After locating the line that contains "tire on the picture's left" in the listing below, write out that line and every following line exactly, with no other output.

____

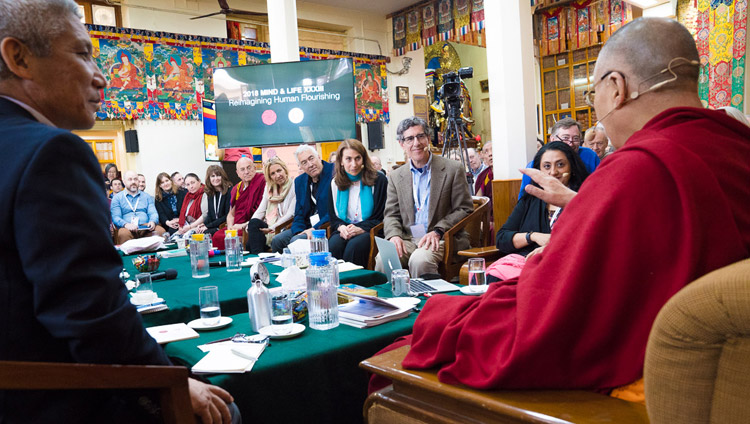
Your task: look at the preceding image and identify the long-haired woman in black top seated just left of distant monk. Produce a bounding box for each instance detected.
[197,165,232,235]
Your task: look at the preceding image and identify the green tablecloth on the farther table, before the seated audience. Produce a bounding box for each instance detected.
[123,256,387,327]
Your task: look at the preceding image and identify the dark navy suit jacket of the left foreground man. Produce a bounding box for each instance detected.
[0,98,170,423]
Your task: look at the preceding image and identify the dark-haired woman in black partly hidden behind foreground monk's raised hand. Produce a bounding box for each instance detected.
[487,141,589,282]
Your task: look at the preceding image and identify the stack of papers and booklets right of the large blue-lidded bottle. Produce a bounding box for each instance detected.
[339,292,414,328]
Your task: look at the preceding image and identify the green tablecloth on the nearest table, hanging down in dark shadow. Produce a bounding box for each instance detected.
[165,285,417,424]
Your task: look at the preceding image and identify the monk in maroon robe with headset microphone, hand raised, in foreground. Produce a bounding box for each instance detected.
[371,18,750,392]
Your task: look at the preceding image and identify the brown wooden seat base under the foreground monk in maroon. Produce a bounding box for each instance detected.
[360,346,649,424]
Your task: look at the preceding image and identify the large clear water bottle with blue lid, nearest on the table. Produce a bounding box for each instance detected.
[305,253,339,330]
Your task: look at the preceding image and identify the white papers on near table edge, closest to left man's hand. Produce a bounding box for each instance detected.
[193,341,266,374]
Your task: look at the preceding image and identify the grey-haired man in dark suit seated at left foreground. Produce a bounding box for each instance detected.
[0,0,231,423]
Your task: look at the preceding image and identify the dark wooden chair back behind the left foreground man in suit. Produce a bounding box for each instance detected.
[0,361,196,424]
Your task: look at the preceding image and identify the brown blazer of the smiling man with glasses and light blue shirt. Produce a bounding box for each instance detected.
[383,154,474,250]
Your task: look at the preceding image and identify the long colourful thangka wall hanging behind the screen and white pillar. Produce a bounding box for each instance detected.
[87,25,389,122]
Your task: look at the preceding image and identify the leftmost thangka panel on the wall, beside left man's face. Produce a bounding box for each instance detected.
[97,40,147,102]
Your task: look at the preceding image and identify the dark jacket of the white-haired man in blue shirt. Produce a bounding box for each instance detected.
[292,161,333,234]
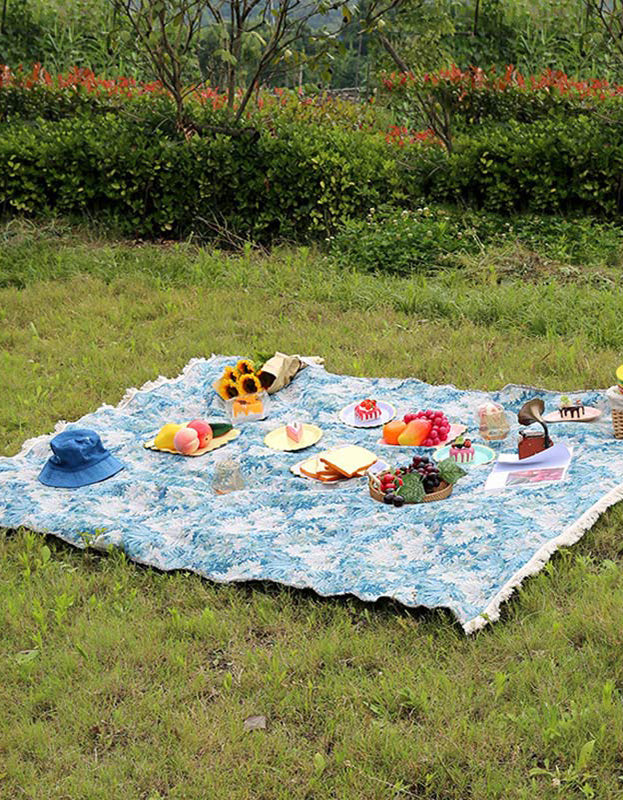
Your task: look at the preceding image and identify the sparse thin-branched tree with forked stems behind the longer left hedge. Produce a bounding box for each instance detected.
[110,0,405,127]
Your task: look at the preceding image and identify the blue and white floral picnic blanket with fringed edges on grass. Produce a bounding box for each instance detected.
[0,356,623,632]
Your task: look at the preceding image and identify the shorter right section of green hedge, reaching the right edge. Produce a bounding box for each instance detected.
[414,116,623,217]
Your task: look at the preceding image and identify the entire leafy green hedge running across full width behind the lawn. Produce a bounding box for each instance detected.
[0,106,623,242]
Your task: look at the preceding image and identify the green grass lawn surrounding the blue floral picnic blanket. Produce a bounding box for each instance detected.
[0,220,623,800]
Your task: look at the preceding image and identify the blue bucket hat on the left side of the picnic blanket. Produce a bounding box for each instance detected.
[39,428,123,489]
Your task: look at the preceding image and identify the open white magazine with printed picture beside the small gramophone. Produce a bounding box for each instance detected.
[485,443,573,492]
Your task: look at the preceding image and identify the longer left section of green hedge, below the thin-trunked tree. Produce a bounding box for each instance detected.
[0,113,407,241]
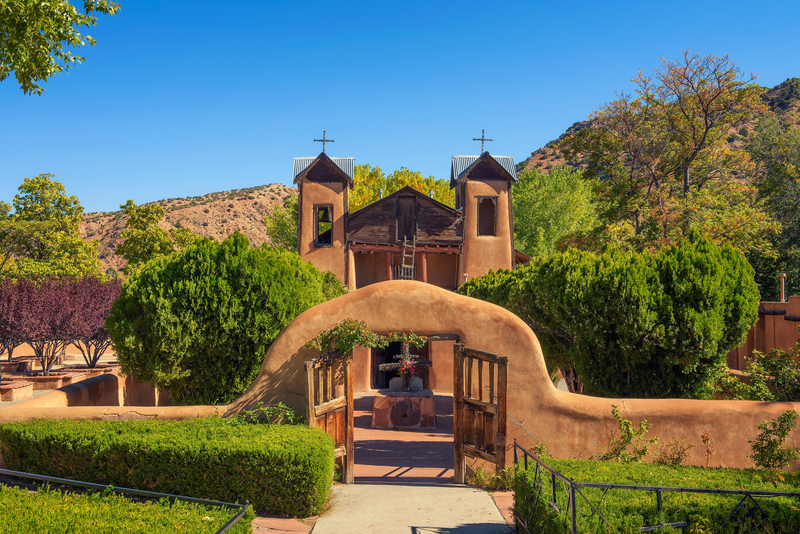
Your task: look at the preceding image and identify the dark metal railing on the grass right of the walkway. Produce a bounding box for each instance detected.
[514,439,800,534]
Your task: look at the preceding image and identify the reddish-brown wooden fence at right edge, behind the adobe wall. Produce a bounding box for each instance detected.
[728,295,800,371]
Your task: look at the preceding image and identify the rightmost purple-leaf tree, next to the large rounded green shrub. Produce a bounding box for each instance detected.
[70,278,122,368]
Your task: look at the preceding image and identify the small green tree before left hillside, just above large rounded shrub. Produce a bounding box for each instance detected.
[116,200,199,274]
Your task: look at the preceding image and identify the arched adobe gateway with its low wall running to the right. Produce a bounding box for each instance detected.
[228,281,800,467]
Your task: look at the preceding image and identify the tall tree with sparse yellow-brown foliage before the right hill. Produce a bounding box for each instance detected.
[562,51,775,255]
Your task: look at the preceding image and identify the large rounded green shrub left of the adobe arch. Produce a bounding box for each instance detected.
[107,233,341,404]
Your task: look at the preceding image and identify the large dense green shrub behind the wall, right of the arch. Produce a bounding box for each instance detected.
[458,233,759,398]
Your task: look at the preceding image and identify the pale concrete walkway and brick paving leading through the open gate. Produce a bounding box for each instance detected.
[260,393,513,534]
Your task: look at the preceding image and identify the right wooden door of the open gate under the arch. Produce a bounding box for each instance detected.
[453,343,508,484]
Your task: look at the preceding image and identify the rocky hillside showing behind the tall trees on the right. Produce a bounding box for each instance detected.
[517,78,800,172]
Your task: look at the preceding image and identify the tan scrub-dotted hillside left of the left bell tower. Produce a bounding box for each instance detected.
[81,184,297,271]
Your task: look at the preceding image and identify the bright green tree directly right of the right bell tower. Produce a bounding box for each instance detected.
[511,166,597,256]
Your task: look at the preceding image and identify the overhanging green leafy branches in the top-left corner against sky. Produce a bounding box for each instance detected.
[0,0,119,95]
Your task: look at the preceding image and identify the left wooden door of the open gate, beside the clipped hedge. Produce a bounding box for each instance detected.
[305,351,354,484]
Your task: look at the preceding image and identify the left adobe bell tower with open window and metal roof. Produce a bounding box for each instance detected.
[294,152,355,284]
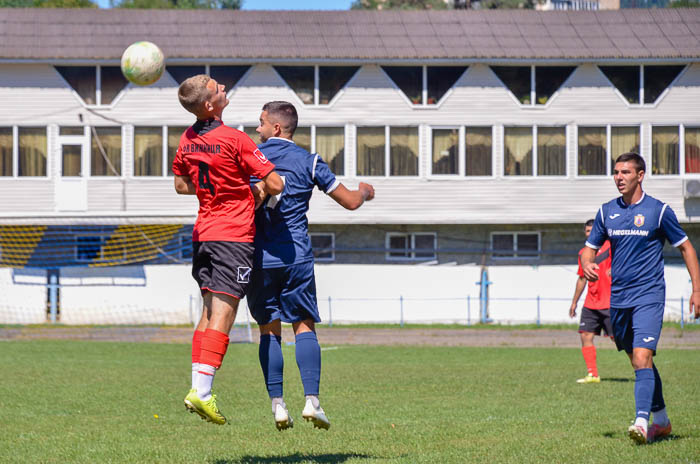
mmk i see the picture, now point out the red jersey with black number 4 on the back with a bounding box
[173,119,275,243]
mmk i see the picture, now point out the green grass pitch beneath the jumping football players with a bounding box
[0,341,700,464]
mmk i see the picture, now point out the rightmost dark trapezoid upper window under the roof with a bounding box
[598,65,685,104]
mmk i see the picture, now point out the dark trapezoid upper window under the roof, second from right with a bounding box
[491,66,576,105]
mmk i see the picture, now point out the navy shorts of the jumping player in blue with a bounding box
[246,261,321,325]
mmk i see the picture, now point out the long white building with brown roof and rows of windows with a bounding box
[0,9,700,322]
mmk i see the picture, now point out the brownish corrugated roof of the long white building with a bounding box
[0,8,700,62]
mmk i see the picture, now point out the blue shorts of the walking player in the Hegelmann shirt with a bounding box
[610,303,665,353]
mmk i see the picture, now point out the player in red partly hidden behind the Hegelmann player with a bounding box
[569,219,613,383]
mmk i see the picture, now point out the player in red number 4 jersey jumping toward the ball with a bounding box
[173,74,284,424]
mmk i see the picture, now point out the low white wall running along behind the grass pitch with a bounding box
[0,264,691,324]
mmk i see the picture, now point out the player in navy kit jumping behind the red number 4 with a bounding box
[247,101,374,430]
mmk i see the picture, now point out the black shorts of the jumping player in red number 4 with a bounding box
[192,242,254,299]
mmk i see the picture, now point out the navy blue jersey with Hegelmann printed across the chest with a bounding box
[586,194,688,308]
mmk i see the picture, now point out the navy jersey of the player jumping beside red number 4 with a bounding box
[255,137,340,269]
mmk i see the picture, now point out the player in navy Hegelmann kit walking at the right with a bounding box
[581,153,700,444]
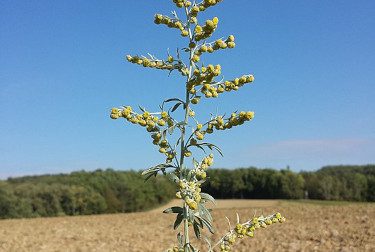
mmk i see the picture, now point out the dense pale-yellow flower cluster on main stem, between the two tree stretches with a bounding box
[176,179,202,210]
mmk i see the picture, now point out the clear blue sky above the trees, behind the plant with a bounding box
[0,0,375,178]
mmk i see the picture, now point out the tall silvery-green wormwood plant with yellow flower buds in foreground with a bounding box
[111,0,285,252]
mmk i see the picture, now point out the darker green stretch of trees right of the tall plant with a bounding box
[204,165,375,201]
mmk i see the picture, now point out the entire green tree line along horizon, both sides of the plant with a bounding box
[0,165,375,218]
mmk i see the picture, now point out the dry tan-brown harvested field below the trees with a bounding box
[0,200,375,252]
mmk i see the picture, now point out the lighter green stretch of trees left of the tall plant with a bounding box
[0,169,175,218]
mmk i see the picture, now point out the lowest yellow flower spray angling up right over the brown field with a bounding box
[220,213,285,252]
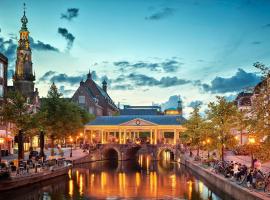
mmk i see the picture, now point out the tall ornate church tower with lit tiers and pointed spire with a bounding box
[13,4,35,101]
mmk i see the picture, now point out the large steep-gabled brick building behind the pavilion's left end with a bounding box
[71,71,119,116]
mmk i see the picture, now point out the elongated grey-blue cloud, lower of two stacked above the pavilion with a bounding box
[126,73,191,88]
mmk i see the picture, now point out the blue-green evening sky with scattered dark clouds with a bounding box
[0,0,270,114]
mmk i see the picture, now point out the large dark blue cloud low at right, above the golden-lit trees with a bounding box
[200,68,261,93]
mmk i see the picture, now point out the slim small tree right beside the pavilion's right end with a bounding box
[182,105,204,156]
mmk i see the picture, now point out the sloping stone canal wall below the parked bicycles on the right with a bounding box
[180,159,270,200]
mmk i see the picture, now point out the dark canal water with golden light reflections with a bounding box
[0,159,232,200]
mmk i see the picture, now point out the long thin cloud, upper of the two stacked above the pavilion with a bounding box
[113,59,184,73]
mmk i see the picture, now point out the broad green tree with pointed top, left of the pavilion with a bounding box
[41,83,91,155]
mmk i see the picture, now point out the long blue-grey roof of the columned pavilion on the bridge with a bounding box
[86,115,186,126]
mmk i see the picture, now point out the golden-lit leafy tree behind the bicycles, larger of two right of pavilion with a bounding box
[207,96,237,160]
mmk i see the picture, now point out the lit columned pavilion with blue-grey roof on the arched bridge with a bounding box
[84,115,185,144]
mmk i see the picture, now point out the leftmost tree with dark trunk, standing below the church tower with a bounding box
[0,91,33,159]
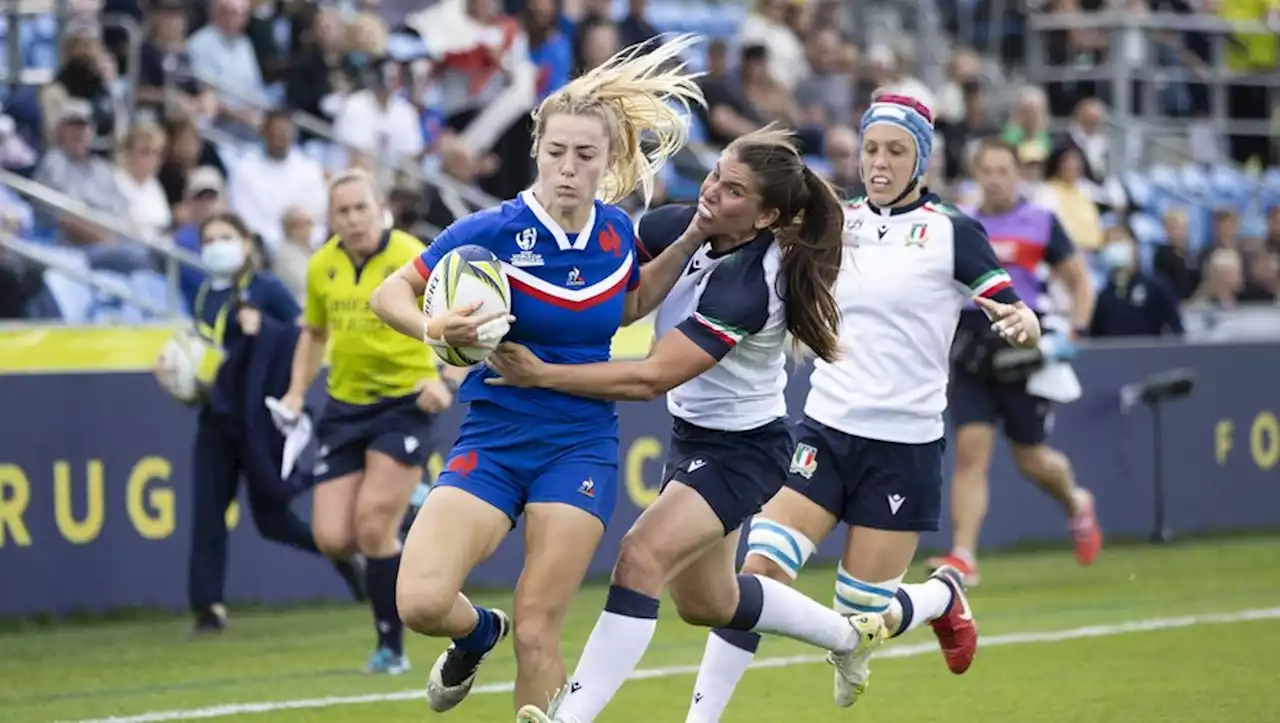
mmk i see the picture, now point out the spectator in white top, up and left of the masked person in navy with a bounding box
[115,123,173,241]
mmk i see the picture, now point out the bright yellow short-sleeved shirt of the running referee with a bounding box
[303,230,438,404]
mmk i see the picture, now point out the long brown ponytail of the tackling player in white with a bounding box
[777,166,845,362]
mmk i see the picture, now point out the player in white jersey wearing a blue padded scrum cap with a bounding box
[687,95,1039,723]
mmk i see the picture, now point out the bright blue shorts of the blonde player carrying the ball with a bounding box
[435,402,618,526]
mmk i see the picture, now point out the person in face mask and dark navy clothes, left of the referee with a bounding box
[156,214,364,633]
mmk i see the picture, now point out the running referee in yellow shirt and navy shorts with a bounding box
[282,170,453,674]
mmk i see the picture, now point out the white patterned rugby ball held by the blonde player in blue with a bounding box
[422,244,511,367]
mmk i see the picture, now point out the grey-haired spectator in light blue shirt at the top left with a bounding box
[187,0,266,139]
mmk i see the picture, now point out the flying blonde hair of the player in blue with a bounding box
[532,33,707,206]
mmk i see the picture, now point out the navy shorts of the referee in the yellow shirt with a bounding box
[315,394,433,482]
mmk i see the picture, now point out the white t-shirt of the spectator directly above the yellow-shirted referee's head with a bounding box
[334,90,424,161]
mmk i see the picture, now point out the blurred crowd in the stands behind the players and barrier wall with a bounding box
[0,0,1280,335]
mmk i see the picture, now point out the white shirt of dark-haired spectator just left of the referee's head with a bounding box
[227,148,329,255]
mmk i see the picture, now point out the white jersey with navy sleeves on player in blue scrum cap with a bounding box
[804,193,1018,444]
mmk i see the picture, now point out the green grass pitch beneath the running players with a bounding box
[0,537,1280,723]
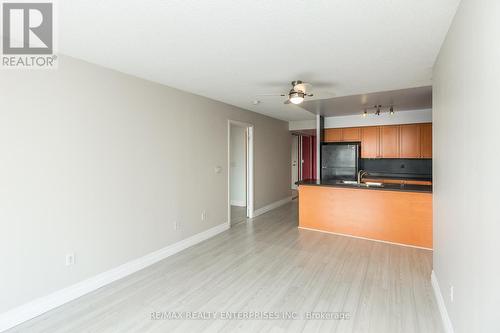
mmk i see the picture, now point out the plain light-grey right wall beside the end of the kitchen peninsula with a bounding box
[433,0,500,333]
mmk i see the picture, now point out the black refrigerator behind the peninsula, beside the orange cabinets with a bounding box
[321,143,360,180]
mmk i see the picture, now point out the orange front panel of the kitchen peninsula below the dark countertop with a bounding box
[299,185,432,249]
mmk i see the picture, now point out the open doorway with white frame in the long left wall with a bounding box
[228,120,253,226]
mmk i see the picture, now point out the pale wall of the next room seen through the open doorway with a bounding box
[229,125,247,206]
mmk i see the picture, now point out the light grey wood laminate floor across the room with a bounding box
[11,202,441,333]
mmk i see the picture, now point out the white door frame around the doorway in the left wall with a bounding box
[227,119,254,225]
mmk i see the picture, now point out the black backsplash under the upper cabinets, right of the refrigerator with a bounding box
[360,158,432,179]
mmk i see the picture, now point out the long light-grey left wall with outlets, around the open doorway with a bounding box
[0,56,291,313]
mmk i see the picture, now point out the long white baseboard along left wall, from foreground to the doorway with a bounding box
[0,219,230,332]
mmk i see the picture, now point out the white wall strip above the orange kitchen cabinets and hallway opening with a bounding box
[288,109,432,131]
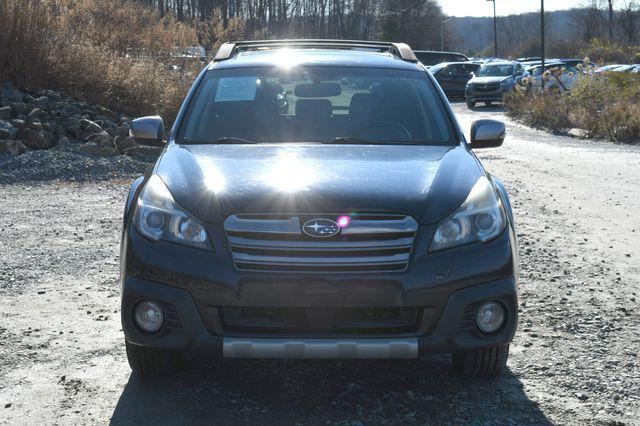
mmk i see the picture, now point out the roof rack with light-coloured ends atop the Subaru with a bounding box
[213,39,418,62]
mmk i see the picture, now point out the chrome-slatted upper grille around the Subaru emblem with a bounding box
[224,214,418,272]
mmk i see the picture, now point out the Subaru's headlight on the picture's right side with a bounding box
[429,176,506,251]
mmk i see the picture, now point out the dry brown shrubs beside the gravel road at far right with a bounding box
[505,73,640,143]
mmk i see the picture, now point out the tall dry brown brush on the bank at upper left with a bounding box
[0,0,201,121]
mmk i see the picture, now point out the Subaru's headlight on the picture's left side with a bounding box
[133,175,211,250]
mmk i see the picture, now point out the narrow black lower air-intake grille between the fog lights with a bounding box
[218,307,422,335]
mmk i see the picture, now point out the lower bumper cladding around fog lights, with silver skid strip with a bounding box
[122,278,518,358]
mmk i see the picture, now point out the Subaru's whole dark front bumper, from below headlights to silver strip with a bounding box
[121,221,517,358]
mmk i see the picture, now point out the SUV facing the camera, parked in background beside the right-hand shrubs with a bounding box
[465,61,529,108]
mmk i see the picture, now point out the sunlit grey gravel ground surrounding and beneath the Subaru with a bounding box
[0,104,640,425]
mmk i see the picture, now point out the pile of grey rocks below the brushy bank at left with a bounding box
[0,83,160,160]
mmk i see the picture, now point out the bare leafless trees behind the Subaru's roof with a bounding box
[132,0,444,49]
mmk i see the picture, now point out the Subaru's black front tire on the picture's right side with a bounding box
[451,344,509,376]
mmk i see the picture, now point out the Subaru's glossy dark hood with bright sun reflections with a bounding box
[154,144,484,224]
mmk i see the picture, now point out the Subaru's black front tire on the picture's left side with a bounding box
[125,342,184,377]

____

Reply to the exercise:
mmk i see the picture, now point out the Subaru's black front tire on the picture's left side with a bounding box
[125,342,184,377]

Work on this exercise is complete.